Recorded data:
________________

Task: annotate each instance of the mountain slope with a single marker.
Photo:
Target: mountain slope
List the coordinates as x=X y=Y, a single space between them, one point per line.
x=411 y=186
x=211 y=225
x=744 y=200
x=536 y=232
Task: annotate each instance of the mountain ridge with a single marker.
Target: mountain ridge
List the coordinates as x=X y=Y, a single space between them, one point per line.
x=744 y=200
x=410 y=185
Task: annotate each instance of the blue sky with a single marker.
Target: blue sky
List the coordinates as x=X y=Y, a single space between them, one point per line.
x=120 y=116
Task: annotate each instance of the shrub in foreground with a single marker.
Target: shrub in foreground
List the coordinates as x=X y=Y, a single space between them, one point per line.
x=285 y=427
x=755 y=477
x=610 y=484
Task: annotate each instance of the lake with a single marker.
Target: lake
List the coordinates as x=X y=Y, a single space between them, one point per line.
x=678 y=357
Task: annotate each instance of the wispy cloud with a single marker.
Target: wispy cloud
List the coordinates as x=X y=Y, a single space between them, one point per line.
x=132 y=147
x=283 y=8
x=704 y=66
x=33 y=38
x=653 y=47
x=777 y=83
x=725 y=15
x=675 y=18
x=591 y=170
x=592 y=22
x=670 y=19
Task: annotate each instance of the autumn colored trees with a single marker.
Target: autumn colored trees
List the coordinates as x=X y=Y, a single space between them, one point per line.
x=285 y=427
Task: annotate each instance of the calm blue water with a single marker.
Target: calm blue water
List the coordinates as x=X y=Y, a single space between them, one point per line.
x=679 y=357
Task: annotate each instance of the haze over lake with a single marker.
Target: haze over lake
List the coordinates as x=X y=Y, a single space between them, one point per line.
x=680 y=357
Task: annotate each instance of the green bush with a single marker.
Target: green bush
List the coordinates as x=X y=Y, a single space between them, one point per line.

________________

* [REQUIRED ACTION] Would you copy, unchanged, the stretch of the records above that begins at the line containing "Target: lake" and ends at the line containing "Task: annotate each instance of the calm", and only that?

* [FINISHED TASK]
Target: lake
List the coordinates as x=X y=Y, a single space between them, one point per line.
x=678 y=357
Task: annotate each instance of the wispy cloud with a single marker.
Target: wispy cloud
List the coordinates as x=X y=Y, a single space between them, one point per line.
x=132 y=147
x=283 y=8
x=704 y=66
x=33 y=38
x=653 y=47
x=777 y=83
x=725 y=15
x=675 y=18
x=591 y=170
x=592 y=22
x=670 y=19
Task: annotate each instance of the autumn colored trees with a single marker.
Target: autumn colored trees
List the coordinates as x=X y=Y, a single space between them, one point per line.
x=285 y=427
Task: annotate each instance of the calm blue water with a single marker.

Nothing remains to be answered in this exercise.